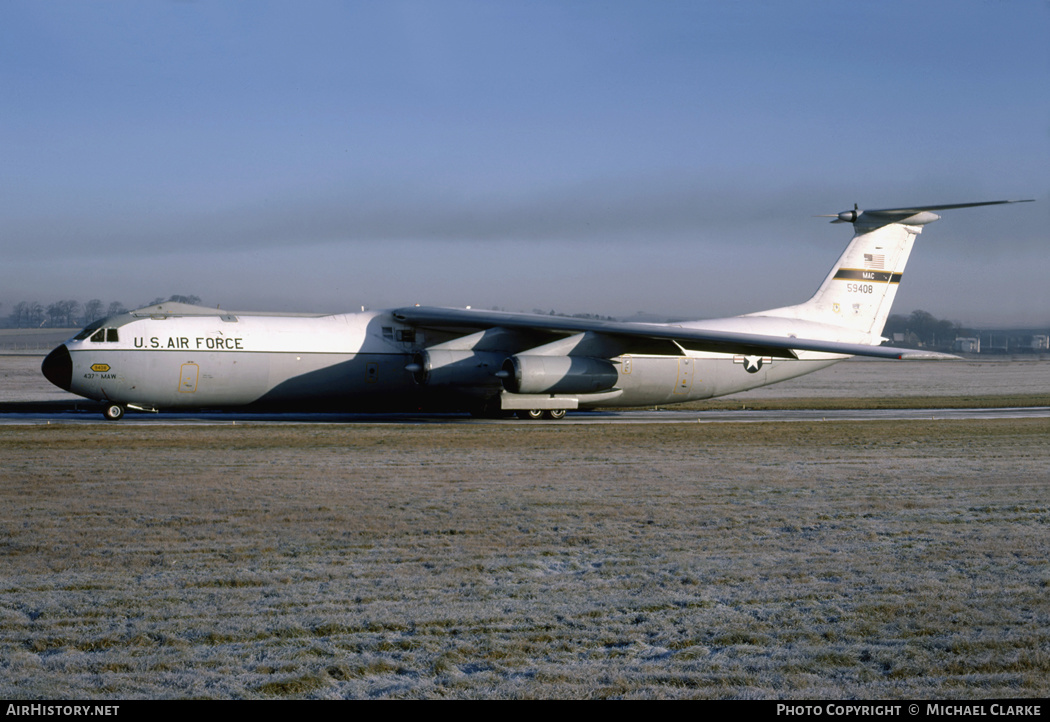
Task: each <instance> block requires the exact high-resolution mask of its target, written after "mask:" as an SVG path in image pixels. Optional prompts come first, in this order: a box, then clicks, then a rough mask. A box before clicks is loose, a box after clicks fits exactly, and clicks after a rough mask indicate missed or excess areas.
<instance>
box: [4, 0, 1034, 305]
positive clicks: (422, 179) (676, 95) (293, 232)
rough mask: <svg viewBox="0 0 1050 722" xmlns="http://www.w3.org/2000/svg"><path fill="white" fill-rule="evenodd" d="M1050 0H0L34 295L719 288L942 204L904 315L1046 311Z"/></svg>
mask: <svg viewBox="0 0 1050 722" xmlns="http://www.w3.org/2000/svg"><path fill="white" fill-rule="evenodd" d="M1048 39H1050V3H1048V2H1045V1H1041V0H997V1H996V0H972V1H968V0H950V1H947V0H944V1H937V2H921V1H916V0H908V1H900V2H896V1H881V0H880V1H878V2H874V1H873V2H842V1H826V2H805V1H799V2H773V1H769V2H761V1H755V2H733V3H731V2H701V1H696V0H693V1H689V2H671V1H659V0H656V1H649V2H640V1H639V2H616V1H610V0H602V1H594V2H571V1H562V2H543V1H528V2H525V1H522V0H512V1H509V2H499V1H489V2H451V1H448V2H445V1H441V0H426V1H419V2H397V1H390V2H386V1H384V2H378V1H375V2H296V3H293V2H254V1H253V2H207V1H202V2H148V1H141V0H137V1H134V2H131V1H127V2H122V1H119V0H113V1H106V2H101V1H100V2H89V1H77V2H63V1H60V0H53V1H48V2H35V1H34V2H22V1H19V0H4V2H2V3H0V218H2V220H0V256H2V260H0V263H2V264H0V303H3V305H2V306H0V314H2V315H6V314H7V313H8V312H9V310H10V305H12V304H14V303H16V302H18V301H20V300H38V301H41V302H44V303H46V302H49V301H54V300H58V299H60V298H75V299H77V300H80V301H86V300H88V299H90V298H100V299H102V300H103V301H104V302H105V303H107V304H108V303H109V301H112V300H119V301H122V302H124V303H125V304H128V305H129V306H130V305H139V304H142V303H144V302H147V301H149V300H150V299H152V298H154V297H156V296H168V295H170V294H185V295H189V294H193V295H197V296H199V297H202V298H203V299H204V302H205V303H207V304H211V305H214V304H220V305H222V306H223V307H227V309H257V310H277V311H331V312H342V311H356V310H358V309H359V307H360V305H362V304H365V305H367V306H371V307H383V306H392V305H406V304H411V303H416V302H419V303H426V304H440V305H465V304H472V305H475V306H478V307H492V306H501V307H504V309H507V310H524V311H530V310H532V309H545V310H546V309H551V307H554V309H558V310H560V311H565V312H589V313H600V314H611V315H631V314H633V313H634V312H636V311H646V312H650V313H663V314H667V315H676V316H679V317H691V318H708V317H715V316H724V315H735V314H738V313H747V312H751V311H758V310H761V309H763V307H771V306H775V305H782V304H786V303H794V302H797V301H801V300H803V299H804V298H806V297H808V295H810V294H811V293H812V292H813V291H814V290H815V289H816V286H817V285H818V284H819V282H820V280H821V279H822V278H823V276H824V274H825V273H826V272H827V270H828V268H829V267H831V266H832V263H833V262H834V260H835V259H836V257H837V256H838V254H839V252H840V251H841V249H842V248H843V247H844V245H845V243H846V242H847V240H848V237H849V230H850V229H849V227H848V226H841V225H840V226H831V225H828V224H827V219H826V218H814V217H812V216H813V215H816V214H820V213H835V212H838V211H842V210H846V209H848V208H852V207H853V204H854V203H858V204H860V206H861V207H862V208H864V207H867V208H886V207H894V206H901V205H916V204H920V205H932V204H941V203H966V201H972V200H986V199H1000V198H1036V199H1037V203H1034V204H1025V205H1022V206H1015V207H999V208H988V209H970V210H961V211H954V212H946V213H944V214H943V215H944V218H943V220H940V221H938V222H937V224H934V225H932V226H928V227H927V228H926V231H925V233H924V234H923V235H922V236H921V237H920V239H919V245H918V247H917V249H916V251H915V253H913V255H912V259H911V263H910V264H909V267H908V270H907V272H906V273H905V274H904V282H903V284H902V286H901V291H900V294H899V295H898V303H897V306H896V307H895V311H897V312H908V311H911V310H915V309H924V310H926V311H929V312H931V313H933V314H934V315H938V316H942V317H946V318H949V319H952V320H958V321H962V322H966V323H979V324H993V323H1001V322H1007V321H1018V322H1025V323H1046V324H1050V290H1048V289H1050V240H1048V236H1050V231H1048V229H1050V193H1048V191H1050V42H1048Z"/></svg>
........
**What to work on:** No pictures belong in the answer; copy all other parts of the listing exactly.

**Result below:**
Task: each <instance> block requires the exact high-resolution mask of its target, written after "mask:" as an SVG path in image pixels. Optional prompts come first, in this order: a box, then clicks, then a rough mask. A box before clicks is loose, a box after clicks fits exactly, and clicks after a rough mask indicate missed or excess areas.
<instance>
box: [4, 0, 1034, 305]
positive clicks: (422, 179) (676, 95) (293, 232)
rough mask: <svg viewBox="0 0 1050 722" xmlns="http://www.w3.org/2000/svg"><path fill="white" fill-rule="evenodd" d="M1050 0H0L34 295L719 288L942 204L904 315L1046 311Z"/></svg>
mask: <svg viewBox="0 0 1050 722" xmlns="http://www.w3.org/2000/svg"><path fill="white" fill-rule="evenodd" d="M1048 39H1050V3H1048V2H1045V1H1041V0H997V1H996V0H972V1H968V0H950V1H947V0H944V1H937V2H921V1H916V0H908V1H900V2H896V1H881V0H880V1H878V2H874V1H873V2H842V1H826V2H805V1H799V2H773V1H769V2H761V1H755V2H733V3H731V2H701V1H696V0H693V1H689V2H671V1H659V0H656V1H649V2H640V1H639V2H616V1H610V0H602V1H594V2H571V1H562V2H543V1H528V2H525V1H522V0H512V1H509V2H499V1H489V2H451V1H448V2H445V1H441V0H426V1H419V2H397V1H390V2H386V1H384V2H378V1H375V2H296V3H293V2H254V1H253V2H207V1H202V2H148V1H141V0H137V1H134V2H131V1H127V2H122V1H119V0H113V1H106V2H101V1H100V2H89V1H77V2H63V1H60V0H53V1H48V2H35V1H34V2H22V1H19V0H4V2H2V3H0V218H2V220H0V256H2V260H0V263H2V264H0V303H3V305H2V306H0V314H2V315H6V314H7V313H8V312H9V310H10V305H12V304H14V303H16V302H18V301H20V300H38V301H41V302H44V303H46V302H49V301H54V300H58V299H60V298H75V299H77V300H80V301H86V300H88V299H90V298H100V299H102V300H103V301H104V302H105V303H107V304H108V303H109V301H112V300H119V301H122V302H124V303H125V304H128V305H129V306H130V305H139V304H142V303H144V302H147V301H149V300H150V299H152V298H154V297H156V296H168V295H170V294H185V295H189V294H193V295H197V296H199V297H202V298H203V299H204V302H205V303H207V304H211V305H214V304H220V305H222V306H223V307H227V309H257V310H277V311H331V312H342V311H356V310H358V309H359V307H360V305H362V304H365V305H367V306H371V307H383V306H392V305H406V304H411V303H416V302H419V303H426V304H440V305H465V304H472V305H475V306H478V307H492V306H501V307H504V309H507V310H524V311H530V310H532V309H545V310H546V309H551V307H554V309H558V310H560V311H565V312H589V313H600V314H611V315H631V314H633V313H634V312H636V311H646V312H650V313H663V314H667V315H676V316H679V317H691V318H708V317H715V316H724V315H735V314H738V313H747V312H751V311H758V310H761V309H763V307H771V306H775V305H782V304H786V303H794V302H797V301H801V300H803V299H804V298H806V297H808V295H810V294H811V293H812V292H813V291H814V290H815V289H816V286H817V285H818V284H819V282H820V280H821V279H822V278H823V276H824V274H825V273H826V272H827V270H828V268H829V267H831V266H832V263H833V262H834V260H835V259H836V257H837V256H838V254H839V252H840V251H841V249H842V248H843V247H844V245H845V243H846V242H847V240H848V237H849V230H850V229H849V227H848V226H841V225H840V226H831V225H828V224H827V219H826V218H814V217H812V216H813V215H816V214H820V213H835V212H838V211H842V210H846V209H848V208H852V207H853V204H854V203H858V204H860V206H861V207H862V208H864V207H867V208H886V207H894V206H901V205H916V204H920V205H932V204H941V203H966V201H972V200H986V199H1000V198H1036V199H1037V203H1034V204H1025V205H1022V206H1015V207H999V208H988V209H970V210H961V211H954V212H946V213H944V214H943V215H944V218H943V220H940V221H938V222H937V224H934V225H932V226H928V227H927V228H926V231H925V233H924V234H923V235H922V236H921V237H920V239H919V245H918V247H917V249H916V251H915V253H913V255H912V259H911V263H910V264H909V267H908V270H907V272H906V273H905V274H904V282H903V284H902V286H901V291H900V294H899V295H898V303H897V306H896V307H895V311H897V312H908V311H911V310H915V309H924V310H926V311H929V312H931V313H933V314H934V315H938V316H942V317H946V318H949V319H952V320H958V321H962V322H966V323H979V324H993V323H1001V322H1007V321H1018V322H1025V323H1046V324H1050V290H1048V289H1050V240H1048V236H1050V231H1048V229H1050V193H1048V191H1050V42H1048Z"/></svg>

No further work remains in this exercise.